Copy the listing from the line containing "If you could point out the thumb" through its end, with "thumb" changed to "fingertip" and everything else left as it is.
------
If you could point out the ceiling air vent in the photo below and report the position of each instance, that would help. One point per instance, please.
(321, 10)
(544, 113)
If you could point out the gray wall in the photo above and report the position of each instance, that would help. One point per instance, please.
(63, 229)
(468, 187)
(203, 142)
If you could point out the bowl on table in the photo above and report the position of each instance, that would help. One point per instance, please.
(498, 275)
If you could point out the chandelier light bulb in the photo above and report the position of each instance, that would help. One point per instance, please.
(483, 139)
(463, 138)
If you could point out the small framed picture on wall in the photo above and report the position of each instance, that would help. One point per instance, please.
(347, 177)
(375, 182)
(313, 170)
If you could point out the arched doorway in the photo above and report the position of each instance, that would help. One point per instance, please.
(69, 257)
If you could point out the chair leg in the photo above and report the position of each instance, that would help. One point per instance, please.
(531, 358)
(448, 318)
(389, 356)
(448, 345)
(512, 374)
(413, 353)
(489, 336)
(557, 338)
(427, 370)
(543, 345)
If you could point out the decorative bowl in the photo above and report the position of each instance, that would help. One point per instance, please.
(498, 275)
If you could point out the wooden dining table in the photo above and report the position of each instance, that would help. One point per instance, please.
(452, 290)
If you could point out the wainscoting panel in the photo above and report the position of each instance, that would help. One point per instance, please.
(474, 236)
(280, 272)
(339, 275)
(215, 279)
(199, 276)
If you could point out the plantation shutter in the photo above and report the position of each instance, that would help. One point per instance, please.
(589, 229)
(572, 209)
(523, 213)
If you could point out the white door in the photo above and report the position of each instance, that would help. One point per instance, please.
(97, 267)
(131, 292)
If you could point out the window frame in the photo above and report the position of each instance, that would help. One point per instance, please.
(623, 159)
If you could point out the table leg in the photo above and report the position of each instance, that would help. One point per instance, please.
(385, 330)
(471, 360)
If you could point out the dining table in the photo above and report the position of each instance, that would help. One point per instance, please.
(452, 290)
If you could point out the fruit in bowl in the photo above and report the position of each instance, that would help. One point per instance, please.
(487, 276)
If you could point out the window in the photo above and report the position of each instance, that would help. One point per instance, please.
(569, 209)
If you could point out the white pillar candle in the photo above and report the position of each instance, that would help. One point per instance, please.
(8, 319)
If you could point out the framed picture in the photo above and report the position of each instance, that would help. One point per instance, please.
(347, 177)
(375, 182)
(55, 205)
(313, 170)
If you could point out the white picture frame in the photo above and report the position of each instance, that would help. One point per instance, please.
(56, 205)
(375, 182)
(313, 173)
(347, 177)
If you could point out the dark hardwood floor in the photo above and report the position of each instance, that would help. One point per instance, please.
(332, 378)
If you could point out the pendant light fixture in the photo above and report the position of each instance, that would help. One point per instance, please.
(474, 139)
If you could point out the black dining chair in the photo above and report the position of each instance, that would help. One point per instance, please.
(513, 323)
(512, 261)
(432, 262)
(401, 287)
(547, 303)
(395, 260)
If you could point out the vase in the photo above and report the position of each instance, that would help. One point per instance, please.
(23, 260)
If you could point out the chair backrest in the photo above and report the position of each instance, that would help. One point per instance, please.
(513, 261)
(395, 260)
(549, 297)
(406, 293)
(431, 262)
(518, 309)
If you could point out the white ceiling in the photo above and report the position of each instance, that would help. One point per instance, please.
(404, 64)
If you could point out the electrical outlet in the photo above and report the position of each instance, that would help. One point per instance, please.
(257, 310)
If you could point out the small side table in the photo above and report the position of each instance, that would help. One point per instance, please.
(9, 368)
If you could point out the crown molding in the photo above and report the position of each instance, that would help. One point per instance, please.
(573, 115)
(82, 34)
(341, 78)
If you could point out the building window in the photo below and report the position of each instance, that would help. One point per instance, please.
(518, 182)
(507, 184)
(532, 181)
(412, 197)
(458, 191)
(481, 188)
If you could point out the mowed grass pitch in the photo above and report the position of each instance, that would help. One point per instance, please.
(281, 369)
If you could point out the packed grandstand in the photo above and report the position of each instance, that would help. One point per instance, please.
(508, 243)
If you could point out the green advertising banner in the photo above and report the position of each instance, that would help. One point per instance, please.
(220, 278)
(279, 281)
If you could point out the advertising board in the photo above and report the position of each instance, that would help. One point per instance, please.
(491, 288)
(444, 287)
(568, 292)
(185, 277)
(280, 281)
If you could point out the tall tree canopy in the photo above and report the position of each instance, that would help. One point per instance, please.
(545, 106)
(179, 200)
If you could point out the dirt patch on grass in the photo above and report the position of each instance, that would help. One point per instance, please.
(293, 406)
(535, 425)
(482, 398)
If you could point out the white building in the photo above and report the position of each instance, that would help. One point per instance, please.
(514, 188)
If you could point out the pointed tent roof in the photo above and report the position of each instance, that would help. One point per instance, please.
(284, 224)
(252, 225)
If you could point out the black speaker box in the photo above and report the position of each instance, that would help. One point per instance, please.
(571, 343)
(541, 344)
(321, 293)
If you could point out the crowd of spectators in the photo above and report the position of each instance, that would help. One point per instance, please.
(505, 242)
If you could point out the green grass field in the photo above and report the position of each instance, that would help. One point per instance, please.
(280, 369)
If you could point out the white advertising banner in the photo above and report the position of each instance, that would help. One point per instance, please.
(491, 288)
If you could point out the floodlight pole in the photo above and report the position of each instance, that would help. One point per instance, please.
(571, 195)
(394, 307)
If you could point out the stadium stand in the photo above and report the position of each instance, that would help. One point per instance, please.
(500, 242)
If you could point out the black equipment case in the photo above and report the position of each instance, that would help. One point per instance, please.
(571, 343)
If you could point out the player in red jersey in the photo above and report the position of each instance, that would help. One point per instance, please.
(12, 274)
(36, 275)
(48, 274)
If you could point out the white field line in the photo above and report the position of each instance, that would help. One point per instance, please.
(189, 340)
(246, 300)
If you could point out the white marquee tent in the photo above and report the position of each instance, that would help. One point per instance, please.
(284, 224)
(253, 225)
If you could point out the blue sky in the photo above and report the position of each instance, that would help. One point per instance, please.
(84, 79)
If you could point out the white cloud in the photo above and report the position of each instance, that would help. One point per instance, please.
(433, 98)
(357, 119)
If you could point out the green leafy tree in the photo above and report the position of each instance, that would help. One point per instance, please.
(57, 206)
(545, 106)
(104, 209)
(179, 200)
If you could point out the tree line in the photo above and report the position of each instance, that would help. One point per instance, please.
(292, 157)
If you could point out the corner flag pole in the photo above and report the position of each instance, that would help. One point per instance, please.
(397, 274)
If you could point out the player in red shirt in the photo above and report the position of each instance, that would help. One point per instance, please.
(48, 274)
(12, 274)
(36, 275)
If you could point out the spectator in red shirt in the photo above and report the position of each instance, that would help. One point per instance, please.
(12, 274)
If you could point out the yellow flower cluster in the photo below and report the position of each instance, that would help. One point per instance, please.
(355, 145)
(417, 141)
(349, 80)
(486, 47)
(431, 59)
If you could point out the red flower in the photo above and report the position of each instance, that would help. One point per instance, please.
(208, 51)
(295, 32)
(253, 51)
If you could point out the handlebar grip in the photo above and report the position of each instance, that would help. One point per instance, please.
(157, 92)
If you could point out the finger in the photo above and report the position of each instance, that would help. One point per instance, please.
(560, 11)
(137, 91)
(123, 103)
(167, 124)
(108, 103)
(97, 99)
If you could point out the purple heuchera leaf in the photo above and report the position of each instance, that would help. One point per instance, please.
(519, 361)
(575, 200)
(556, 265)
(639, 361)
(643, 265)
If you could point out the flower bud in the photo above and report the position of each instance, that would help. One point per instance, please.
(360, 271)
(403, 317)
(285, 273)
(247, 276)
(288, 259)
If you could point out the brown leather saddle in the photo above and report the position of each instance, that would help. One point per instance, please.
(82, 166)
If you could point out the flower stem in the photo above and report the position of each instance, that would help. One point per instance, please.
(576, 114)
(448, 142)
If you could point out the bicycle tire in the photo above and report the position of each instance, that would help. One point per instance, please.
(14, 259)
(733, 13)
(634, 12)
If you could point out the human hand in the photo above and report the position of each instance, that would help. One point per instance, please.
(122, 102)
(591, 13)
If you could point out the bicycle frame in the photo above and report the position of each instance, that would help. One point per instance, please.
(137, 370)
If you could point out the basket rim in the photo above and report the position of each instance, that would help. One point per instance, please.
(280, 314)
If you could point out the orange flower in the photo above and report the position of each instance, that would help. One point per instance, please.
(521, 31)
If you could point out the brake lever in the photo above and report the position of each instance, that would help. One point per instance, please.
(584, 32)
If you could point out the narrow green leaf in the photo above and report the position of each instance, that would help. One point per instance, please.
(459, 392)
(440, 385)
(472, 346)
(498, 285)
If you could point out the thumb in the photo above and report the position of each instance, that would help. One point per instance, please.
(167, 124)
------
Solution below:
If you could point out the fingertip in the photo above and report the position of each instance, that would help. One point per instance, please.
(167, 124)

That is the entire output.